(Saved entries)
*** Begin section ***
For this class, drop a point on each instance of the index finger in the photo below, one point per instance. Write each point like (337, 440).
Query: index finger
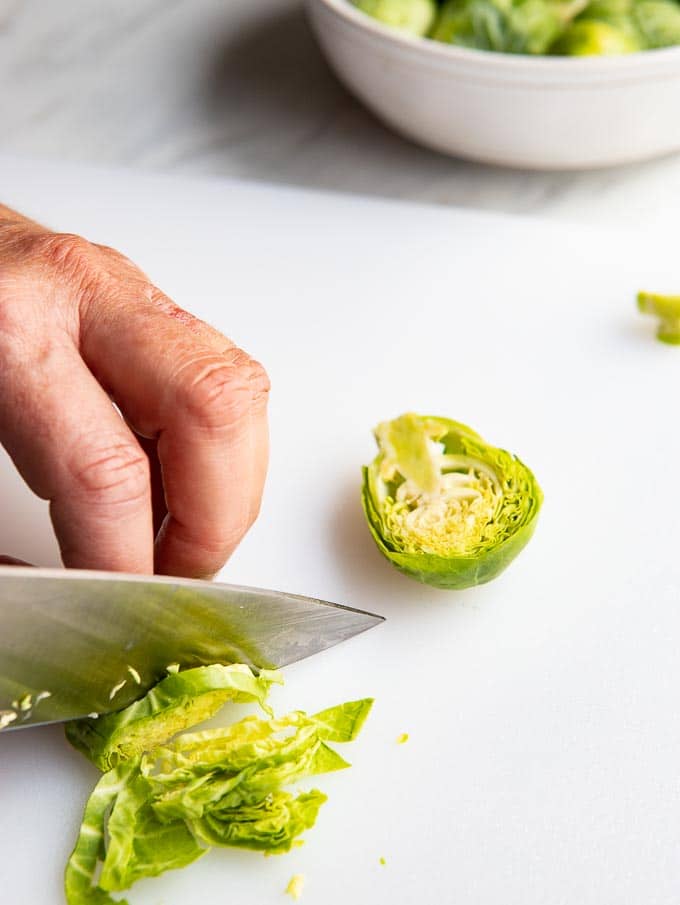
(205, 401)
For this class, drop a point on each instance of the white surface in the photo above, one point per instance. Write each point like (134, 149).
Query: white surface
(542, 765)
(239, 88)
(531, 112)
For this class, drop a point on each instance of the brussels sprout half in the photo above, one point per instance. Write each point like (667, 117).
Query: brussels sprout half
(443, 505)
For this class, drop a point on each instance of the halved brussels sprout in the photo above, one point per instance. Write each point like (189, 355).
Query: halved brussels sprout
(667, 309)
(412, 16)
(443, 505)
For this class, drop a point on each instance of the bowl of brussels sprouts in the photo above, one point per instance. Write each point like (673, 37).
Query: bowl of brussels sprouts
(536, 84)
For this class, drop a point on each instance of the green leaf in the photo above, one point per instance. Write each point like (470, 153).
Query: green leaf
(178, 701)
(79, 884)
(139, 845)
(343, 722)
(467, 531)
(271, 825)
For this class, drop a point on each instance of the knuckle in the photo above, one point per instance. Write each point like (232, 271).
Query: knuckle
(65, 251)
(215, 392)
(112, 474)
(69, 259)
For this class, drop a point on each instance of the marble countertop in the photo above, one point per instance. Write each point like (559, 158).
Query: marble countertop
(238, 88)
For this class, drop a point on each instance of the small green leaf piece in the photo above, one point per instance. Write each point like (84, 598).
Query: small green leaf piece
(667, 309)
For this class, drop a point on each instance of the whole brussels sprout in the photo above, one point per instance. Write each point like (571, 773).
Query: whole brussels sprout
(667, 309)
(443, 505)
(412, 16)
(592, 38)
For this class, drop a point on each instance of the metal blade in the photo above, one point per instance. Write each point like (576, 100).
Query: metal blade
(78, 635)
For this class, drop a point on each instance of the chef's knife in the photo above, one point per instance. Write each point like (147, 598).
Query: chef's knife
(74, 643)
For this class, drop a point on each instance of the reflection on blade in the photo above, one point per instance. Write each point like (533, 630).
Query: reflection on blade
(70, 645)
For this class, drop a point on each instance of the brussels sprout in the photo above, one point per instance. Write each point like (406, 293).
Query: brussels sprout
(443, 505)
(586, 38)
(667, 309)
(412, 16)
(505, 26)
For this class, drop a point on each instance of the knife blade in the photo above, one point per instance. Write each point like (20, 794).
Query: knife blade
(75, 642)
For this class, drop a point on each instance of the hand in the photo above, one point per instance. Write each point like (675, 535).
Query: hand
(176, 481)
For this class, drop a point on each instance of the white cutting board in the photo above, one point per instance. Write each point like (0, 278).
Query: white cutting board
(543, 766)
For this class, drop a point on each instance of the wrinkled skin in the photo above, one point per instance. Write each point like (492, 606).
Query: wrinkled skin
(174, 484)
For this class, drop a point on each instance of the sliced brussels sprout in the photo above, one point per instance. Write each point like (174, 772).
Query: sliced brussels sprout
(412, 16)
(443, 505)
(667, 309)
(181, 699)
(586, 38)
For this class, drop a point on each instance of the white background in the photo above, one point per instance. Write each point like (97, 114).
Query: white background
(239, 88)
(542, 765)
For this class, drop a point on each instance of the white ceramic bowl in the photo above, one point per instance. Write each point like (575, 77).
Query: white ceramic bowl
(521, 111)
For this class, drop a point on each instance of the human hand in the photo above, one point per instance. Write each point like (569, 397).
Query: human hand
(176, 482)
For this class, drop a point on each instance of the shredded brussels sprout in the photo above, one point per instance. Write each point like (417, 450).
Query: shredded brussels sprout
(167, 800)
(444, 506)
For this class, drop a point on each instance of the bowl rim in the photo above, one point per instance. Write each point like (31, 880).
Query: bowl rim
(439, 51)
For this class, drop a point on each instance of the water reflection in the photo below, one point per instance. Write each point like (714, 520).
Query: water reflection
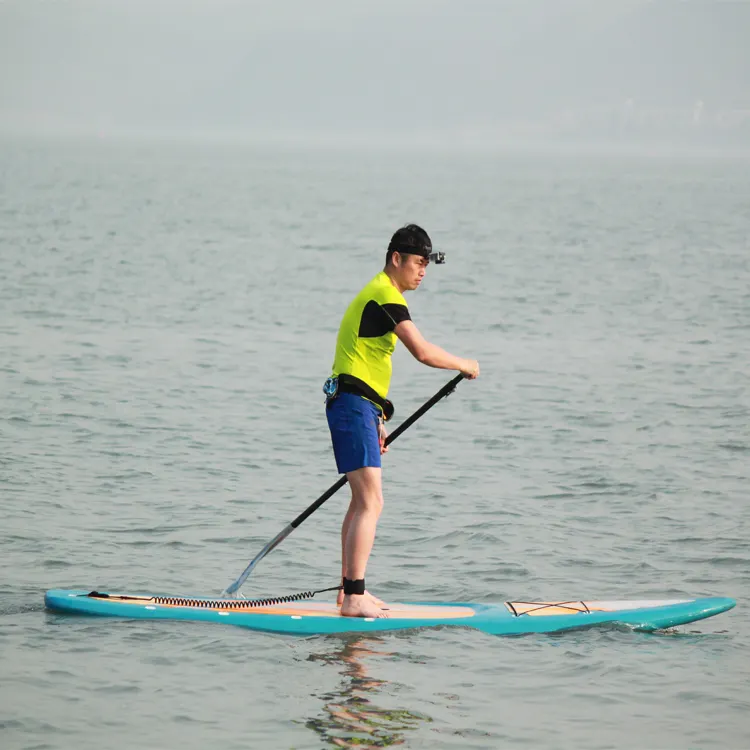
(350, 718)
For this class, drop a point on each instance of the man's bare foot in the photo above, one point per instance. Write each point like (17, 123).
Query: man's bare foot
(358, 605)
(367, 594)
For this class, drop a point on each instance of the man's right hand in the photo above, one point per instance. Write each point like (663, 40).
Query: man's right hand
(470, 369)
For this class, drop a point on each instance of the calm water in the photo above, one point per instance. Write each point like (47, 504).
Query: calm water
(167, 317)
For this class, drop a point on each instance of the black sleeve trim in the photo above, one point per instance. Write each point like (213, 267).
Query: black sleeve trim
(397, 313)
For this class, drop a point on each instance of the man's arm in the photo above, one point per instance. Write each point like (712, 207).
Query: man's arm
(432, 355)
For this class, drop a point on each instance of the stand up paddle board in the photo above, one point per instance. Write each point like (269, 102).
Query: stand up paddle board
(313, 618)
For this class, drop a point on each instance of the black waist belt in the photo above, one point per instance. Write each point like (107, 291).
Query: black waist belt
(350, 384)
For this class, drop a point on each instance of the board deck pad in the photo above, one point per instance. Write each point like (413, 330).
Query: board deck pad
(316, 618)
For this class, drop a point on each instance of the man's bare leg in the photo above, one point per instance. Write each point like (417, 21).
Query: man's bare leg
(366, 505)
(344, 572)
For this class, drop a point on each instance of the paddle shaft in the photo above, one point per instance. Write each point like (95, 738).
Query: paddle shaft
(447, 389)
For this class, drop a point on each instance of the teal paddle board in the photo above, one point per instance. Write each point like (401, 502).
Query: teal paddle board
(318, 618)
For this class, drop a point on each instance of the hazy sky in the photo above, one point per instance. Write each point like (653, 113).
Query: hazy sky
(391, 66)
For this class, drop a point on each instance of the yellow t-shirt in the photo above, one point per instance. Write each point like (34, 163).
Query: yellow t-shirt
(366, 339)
*** End section ***
Copy out exactly the lines between the line with "like (269, 102)." and the last line of the entries, counting both of those lines.

→ **Answer to this exercise**
For this class, drop a point on each instance of the stand up paddle board in the photo above, one point per instance. Write each point like (269, 102).
Query: stand up paddle board
(313, 618)
For this class, drop a point on each instance of the black waist belt in the photo above, one point per instance. Write each point like (107, 291).
Query: black waist belt
(350, 384)
For this class, drop a point on each instance of the board deck pad in the photo above, one point per instance. Write each point like (413, 330).
Query: board deck pad
(316, 618)
For this class, drop a point on each instance of the man's bare leg in the photo above, one point per instance. Write each point like (417, 21).
Query: man's bare leg
(366, 505)
(344, 572)
For this class, drop a point on each instance of the paddle shaft in the photo above, one point per instance. Write each point like (95, 738).
Query: paddle shaft
(447, 389)
For this class, drop a point on each instance of the teal paddle board in the photo above, one point per instance. Write each point like (401, 502).
Query: teal paddle board
(318, 618)
For this class, drop a point on each instance of the hazy sky in the photo above, one point per instance. Write each point like (653, 113).
Query: hazy sky
(391, 66)
For this class, drop a point on each instance of the yellow t-shirt in the photo above, one point per instance. Write each point like (34, 163).
Query: yellow t-shirt
(366, 339)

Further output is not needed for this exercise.